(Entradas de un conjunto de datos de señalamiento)
....................

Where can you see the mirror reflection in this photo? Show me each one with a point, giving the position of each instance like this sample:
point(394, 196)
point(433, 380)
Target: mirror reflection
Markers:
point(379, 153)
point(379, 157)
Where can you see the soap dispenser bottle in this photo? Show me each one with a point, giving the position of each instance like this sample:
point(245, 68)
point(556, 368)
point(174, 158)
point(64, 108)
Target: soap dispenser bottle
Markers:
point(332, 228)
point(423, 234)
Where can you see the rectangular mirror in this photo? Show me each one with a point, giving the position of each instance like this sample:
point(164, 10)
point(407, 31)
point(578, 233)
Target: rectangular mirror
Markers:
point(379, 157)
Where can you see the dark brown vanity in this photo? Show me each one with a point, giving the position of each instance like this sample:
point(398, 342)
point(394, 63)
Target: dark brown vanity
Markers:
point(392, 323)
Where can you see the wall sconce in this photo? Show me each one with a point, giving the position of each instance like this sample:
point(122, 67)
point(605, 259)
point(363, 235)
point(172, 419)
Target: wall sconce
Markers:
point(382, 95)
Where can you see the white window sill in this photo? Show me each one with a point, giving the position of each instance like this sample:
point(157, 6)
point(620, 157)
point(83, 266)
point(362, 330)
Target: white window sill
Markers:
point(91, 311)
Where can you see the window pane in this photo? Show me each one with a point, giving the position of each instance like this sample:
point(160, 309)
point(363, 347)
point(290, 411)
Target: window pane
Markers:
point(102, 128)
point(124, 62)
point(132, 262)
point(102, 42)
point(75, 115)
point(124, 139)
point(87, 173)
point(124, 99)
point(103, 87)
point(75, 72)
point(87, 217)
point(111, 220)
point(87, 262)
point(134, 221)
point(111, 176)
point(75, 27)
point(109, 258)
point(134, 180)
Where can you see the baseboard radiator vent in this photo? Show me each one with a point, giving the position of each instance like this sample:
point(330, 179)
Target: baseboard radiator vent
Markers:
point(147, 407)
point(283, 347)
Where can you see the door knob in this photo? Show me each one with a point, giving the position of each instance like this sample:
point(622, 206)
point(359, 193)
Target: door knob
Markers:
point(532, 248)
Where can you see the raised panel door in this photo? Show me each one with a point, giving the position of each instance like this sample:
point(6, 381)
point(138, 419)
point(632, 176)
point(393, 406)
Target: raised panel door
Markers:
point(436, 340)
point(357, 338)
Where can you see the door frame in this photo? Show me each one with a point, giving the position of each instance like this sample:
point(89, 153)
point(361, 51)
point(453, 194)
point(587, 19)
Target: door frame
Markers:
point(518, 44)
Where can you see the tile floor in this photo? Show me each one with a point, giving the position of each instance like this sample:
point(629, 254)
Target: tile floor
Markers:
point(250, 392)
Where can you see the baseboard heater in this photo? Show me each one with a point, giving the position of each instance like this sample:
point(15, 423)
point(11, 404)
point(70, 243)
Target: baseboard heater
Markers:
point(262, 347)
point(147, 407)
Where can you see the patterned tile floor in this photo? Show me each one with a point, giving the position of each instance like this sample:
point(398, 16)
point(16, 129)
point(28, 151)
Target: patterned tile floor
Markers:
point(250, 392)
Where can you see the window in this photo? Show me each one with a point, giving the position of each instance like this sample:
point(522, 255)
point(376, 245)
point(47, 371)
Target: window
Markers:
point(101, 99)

....................

• Instrucciones:
Devuelve tal cual las líneas que van desde la que contiene "Where can you see the wall" hasta la que contiene "point(91, 311)", ambas incluidas.

• Resultado:
Where can you see the wall sconce in this photo? Show me each one with a point, giving the position of each instance like this sample:
point(122, 67)
point(605, 259)
point(363, 235)
point(172, 419)
Target: wall sconce
Markers:
point(382, 95)
Where can you see the white window sill in this photo? Show me each one with a point, giving the position of each instance like this sample:
point(157, 6)
point(620, 157)
point(83, 266)
point(362, 330)
Target: white window sill
Markers:
point(91, 311)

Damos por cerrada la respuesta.